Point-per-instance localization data
· · ·
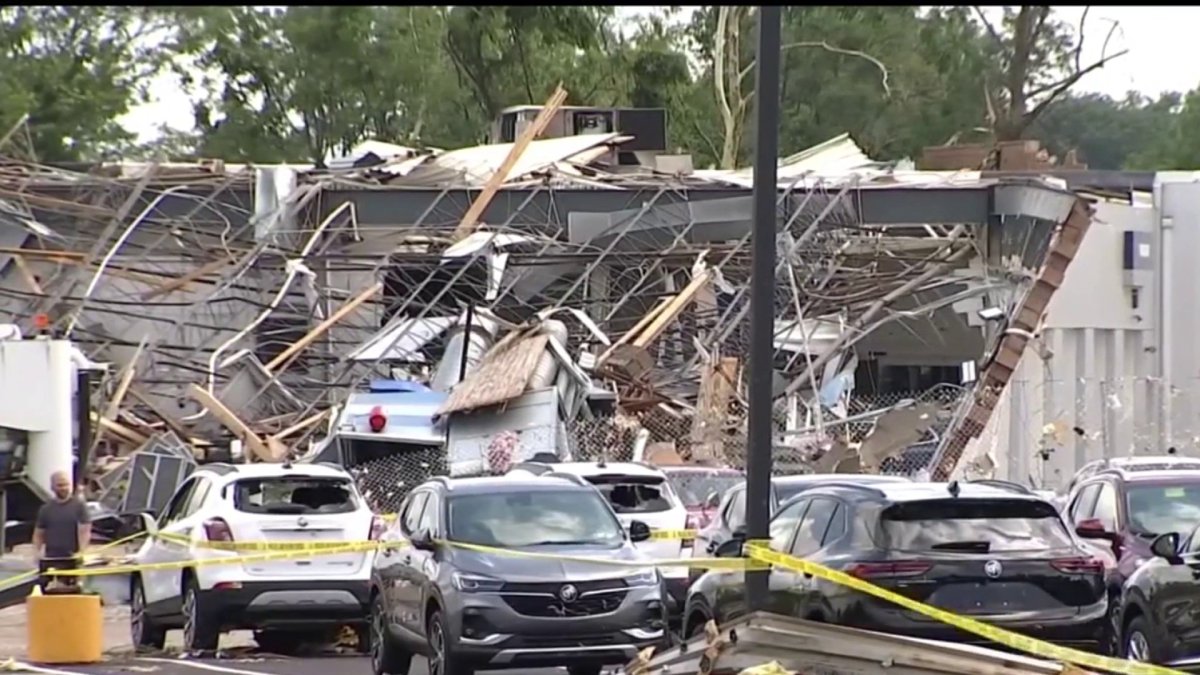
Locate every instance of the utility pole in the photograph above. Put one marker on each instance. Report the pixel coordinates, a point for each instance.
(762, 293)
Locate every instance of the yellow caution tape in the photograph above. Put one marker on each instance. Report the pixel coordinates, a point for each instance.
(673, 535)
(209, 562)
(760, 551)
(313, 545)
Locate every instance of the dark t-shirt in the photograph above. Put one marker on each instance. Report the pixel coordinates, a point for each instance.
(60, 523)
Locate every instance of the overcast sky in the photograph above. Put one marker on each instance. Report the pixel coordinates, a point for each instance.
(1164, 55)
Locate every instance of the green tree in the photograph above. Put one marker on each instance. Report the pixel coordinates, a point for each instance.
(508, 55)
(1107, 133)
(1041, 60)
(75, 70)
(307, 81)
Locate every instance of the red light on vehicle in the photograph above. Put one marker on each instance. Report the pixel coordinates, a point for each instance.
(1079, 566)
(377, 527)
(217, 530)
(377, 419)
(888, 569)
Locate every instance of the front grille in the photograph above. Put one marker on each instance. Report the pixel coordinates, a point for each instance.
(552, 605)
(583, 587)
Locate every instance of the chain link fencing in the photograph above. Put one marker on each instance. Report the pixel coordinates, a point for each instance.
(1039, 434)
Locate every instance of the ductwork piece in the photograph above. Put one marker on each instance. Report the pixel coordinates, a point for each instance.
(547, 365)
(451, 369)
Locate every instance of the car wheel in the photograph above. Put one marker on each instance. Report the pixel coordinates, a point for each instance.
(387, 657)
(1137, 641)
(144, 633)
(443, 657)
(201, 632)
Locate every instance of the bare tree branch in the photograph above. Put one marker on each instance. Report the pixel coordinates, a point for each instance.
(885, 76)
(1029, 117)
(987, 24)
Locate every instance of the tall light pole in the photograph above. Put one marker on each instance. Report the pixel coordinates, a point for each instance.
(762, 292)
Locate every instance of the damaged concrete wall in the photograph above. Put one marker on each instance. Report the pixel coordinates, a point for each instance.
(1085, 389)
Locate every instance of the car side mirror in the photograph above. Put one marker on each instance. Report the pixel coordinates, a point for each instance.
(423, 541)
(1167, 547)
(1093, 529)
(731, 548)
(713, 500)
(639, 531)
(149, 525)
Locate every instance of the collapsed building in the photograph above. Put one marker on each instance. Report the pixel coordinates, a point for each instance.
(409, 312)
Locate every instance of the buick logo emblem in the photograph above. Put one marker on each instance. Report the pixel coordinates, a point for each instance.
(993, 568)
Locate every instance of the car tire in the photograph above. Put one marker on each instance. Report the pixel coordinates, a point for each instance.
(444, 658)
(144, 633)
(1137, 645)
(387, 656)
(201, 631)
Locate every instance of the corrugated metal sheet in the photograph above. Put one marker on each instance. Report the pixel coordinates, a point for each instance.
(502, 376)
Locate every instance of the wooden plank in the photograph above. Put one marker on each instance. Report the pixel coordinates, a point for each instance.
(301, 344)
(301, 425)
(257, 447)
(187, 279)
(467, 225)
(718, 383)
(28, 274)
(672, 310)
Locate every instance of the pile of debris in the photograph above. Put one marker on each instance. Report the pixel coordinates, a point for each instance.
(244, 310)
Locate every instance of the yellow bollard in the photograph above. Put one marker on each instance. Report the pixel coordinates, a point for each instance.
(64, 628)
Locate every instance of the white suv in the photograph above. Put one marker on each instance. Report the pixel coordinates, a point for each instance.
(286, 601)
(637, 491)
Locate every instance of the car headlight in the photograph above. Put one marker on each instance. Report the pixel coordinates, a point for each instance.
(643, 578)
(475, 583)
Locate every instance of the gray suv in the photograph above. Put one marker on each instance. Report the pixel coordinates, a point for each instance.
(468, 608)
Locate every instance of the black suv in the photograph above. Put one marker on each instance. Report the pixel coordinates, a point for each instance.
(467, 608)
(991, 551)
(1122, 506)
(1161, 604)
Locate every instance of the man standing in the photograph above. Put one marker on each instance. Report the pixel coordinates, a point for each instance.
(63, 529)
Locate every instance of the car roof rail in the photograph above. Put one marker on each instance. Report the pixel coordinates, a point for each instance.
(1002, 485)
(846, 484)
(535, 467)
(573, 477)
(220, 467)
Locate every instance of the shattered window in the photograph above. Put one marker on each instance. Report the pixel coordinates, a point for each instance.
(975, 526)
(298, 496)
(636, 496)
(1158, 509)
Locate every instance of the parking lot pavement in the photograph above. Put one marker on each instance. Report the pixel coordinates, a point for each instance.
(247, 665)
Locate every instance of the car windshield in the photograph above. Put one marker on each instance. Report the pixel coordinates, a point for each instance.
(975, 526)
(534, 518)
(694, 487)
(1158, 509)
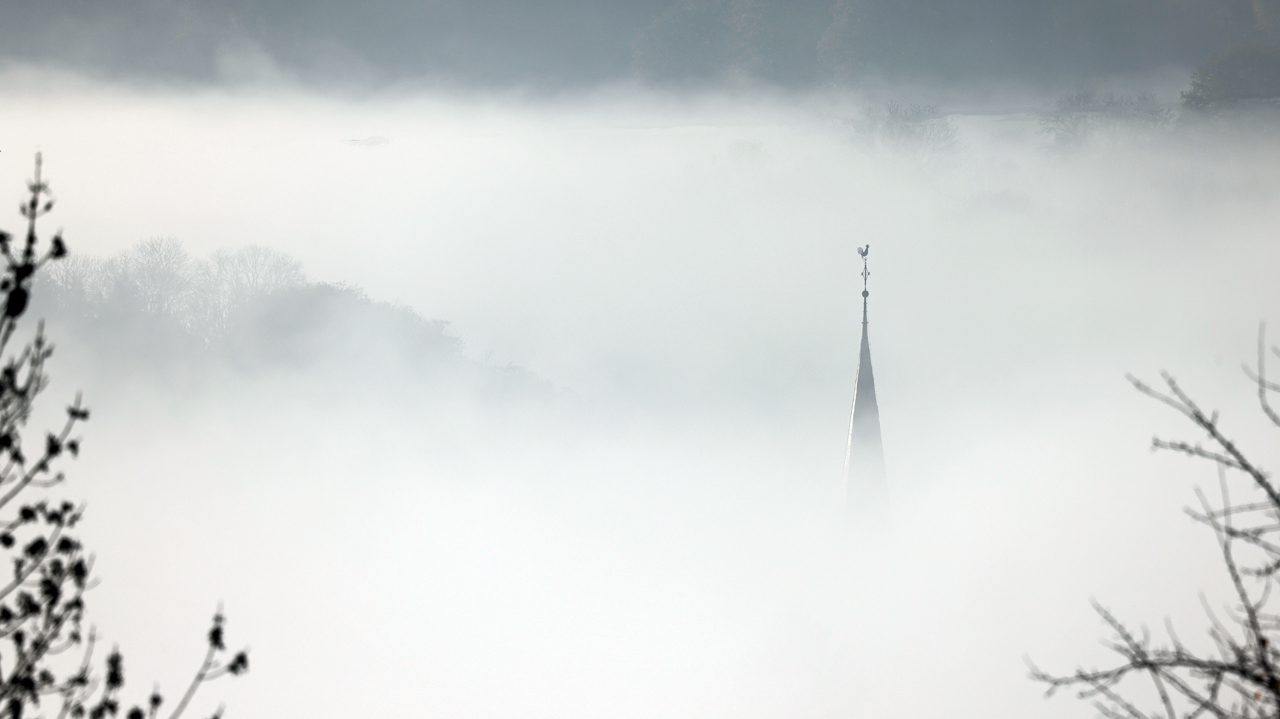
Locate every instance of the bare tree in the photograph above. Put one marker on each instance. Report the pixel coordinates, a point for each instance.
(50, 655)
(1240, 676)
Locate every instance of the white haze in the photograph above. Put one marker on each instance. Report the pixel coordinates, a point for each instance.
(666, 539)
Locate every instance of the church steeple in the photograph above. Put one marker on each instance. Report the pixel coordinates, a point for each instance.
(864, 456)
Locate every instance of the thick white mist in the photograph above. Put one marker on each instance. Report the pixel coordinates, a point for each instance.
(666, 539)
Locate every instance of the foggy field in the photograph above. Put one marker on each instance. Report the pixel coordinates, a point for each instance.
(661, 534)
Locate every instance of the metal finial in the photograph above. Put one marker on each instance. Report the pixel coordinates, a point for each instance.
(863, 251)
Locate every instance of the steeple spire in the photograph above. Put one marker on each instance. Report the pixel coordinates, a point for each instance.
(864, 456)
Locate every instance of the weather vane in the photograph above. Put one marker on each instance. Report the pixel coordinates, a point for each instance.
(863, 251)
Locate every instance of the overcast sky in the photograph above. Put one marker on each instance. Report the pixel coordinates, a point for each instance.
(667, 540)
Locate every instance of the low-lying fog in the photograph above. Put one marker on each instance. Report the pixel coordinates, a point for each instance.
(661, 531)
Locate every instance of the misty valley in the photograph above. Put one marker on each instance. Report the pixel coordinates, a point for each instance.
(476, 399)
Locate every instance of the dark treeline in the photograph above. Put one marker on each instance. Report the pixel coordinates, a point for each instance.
· · ·
What the exercise asks
Restate, word for word, the entries above, dropping any picture.

Solution for this exercise
Locate every instance of the utility pole in the photograph above. Put one marker on each instance. Report the pixel coordinates, a point for each instance.
(762, 293)
Locate every instance of the yellow caution tape in the photograph above. Put one marker on each instance. Report the pixel coordinates, a point for each instance.
(673, 535)
(209, 562)
(760, 551)
(313, 545)
Locate every instance of the dark t-shirt in the photograph above. Put one marker on each instance. Report the pixel coordinates, a point for each instance.
(60, 523)
Locate every instance of the overcast sky in the photograph above. Put one marker on each instance. Report the pixel coordinates, a point for each instance.
(1164, 55)
Locate every instance of the green tree in the photograph above. Put one marker on each instance. Report the pixel coordinates, a point for each instance.
(508, 55)
(1107, 133)
(1041, 60)
(75, 70)
(307, 81)
Locate every instance of the red light on vehicle in the photograph above. Put one marker on each instance. Report the pixel coordinates, a point for each instance.
(1079, 566)
(377, 527)
(217, 530)
(377, 419)
(888, 569)
Locate every instance of the front grille in the photograph above. Put one marker on each instance. Report the pixel coordinates, a point for each instance.
(552, 605)
(583, 587)
Locate every instance of the chain link fencing in the photograph above. Put one marker on each instance. Report the pixel coordinates, a point for each instance.
(1039, 434)
Locate every instance of the ductwork piece in the photograph above. Put one marker on each instance. Report the pixel coordinates, a point for each instance.
(547, 365)
(451, 369)
Locate every instance of the car wheel in the photograph above. Put one marker on each instance. Report the pixel coordinates, a point for each instance.
(387, 657)
(1137, 641)
(144, 633)
(443, 657)
(201, 632)
Locate every instance of the bare tree branch in the photograph above. Put one marker on each instance. Report the pixel coordinates, a point for each instance.
(885, 76)
(1029, 117)
(987, 24)
Locate every instance of the tall light pole in the photograph above. Put one marker on each instance. Report the pixel coordinates, a point for each instance.
(762, 292)
Locate every instance of the damaged concrete wall in the photograph above. Put one marker on each instance. Report the pixel coordinates, a point for each instance.
(1085, 389)
Locate every instance of the car side mirror in the photograph above. Put one marker on each instance. Report the pixel coordinates, a point for each instance.
(423, 541)
(1167, 547)
(1093, 529)
(731, 548)
(713, 500)
(639, 531)
(149, 525)
Locate every instance of the collapsed building in the photograph above. Put one marker on each instance. Report the pixel coordinates, a point for each instance.
(409, 312)
Locate every instance of the buick logo emblem in the photograph above. Put one marker on each instance. Report the pixel coordinates, a point for each instance.
(993, 568)
Locate every instance of the car tire in the photograph above. Put one marker on each instance. Report the pixel coordinates, a point for each instance.
(444, 658)
(144, 633)
(1137, 645)
(387, 656)
(201, 631)
Locate every instance of the corrugated metal sheet in the photograph above. Put one marker on each instance. Report the pixel coordinates, a point for each instance.
(502, 376)
Locate every instance of the wooden plank in the photograph above. Put one marker on each instance. Report the pixel coordinates, a point for each instance.
(301, 344)
(301, 425)
(257, 447)
(187, 279)
(467, 225)
(718, 383)
(28, 274)
(672, 310)
Locate every instance of the pile of debris in the photograph above. Put one marker on each instance. Report the pixel coordinates, a point for each instance.
(244, 310)
Locate every instance of the yellow bollard in the photograph above. Put one marker on each instance. Report the pixel coordinates, a point for each instance.
(64, 628)
Locate every instance of the white suv in the photograph above. Put one marker on each instance. Report the pixel coordinates, a point for each instance.
(286, 601)
(637, 491)
Locate every instance of the car headlight in the photograph above. Put one marker on each instance. Report the pixel coordinates, a point for each instance.
(643, 578)
(475, 583)
Locate every instance of the gray suv in the photograph above. Put one marker on each instance. Report the pixel coordinates, a point for each instance.
(468, 608)
Locate every instance of the black suv in the photograph above. Put one marker on each instance. Report the pixel coordinates, a point for each instance.
(467, 608)
(991, 551)
(1122, 506)
(1161, 604)
Locate every instance of the man standing in the photograph above. Put one marker on each instance. Report the pixel coordinates, a point for each instance.
(63, 529)
Locate every instance of the car roof rail in the photograph above. Put one marker on each instance. Report the pixel coordinates, a point for each instance.
(1002, 485)
(846, 484)
(535, 467)
(573, 477)
(220, 467)
Locate every instance of the shattered window in the photograph above. Put one marker on each instance. Report the pixel coordinates, a point for each instance.
(975, 526)
(298, 496)
(636, 496)
(1158, 509)
Locate every instance of the parking lot pavement in the photograph above. Put one marker on each instance. Report the pixel coordinates, a point for each instance.
(247, 665)
Locate every instance of the car windshield in the photograph above. Put one marker on each instance. Report the pixel coordinates, a point for each instance.
(975, 526)
(534, 518)
(694, 487)
(1158, 509)
Locate every instance of the bare tree in the photograph above. Put one marker on each instance. Report the pixel coordinates, a point for each instance.
(50, 655)
(1240, 676)
Locate every instance of the white haze in the photograph above. Put one marker on each instance. Report the pixel coordinates, a point for each instance.
(666, 539)
Locate every instance of the church steeple in the photograph above. Put one marker on each instance. Report the pixel coordinates, a point for each instance.
(864, 456)
Locate every instance of the thick white mist in the photograph above. Put one marker on each instance. Report the pixel coordinates, a point for each instance.
(666, 539)
Locate every instance of the foggy field in the photograph above. Put one marker on each instance. Report the pixel coordinates, a point for each instance.
(661, 534)
Locate every instance of the metal finial in the photograph above. Put one marker on each instance. Report the pixel coordinates, a point for each instance.
(863, 251)
Locate every instance of the steeple spire in the photograph above. Put one marker on each instance. Report the pixel coordinates, a point for each instance.
(864, 456)
Locate every instance of the weather vane in the photograph above. Put one marker on each instance. Report the pixel coordinates, a point for each instance.
(863, 251)
Locate every instance of the overcast sky in the photograph above. Put one marker on each instance. Report the pixel coordinates, a point for each instance.
(667, 540)
Locate every instance of the low-lying fog in the photograph above. Put one marker on each instance. Report the pixel coordinates, a point for each instance.
(661, 531)
Locate every instance of the misty valley in the photograph above. Put one marker on each instance. Report the pixel coordinates, a point for each instance.
(476, 399)
Locate every instance of the dark treeline in the photograph above. Put one marker on each instance. Report the pixel coordinates, a point for each instance.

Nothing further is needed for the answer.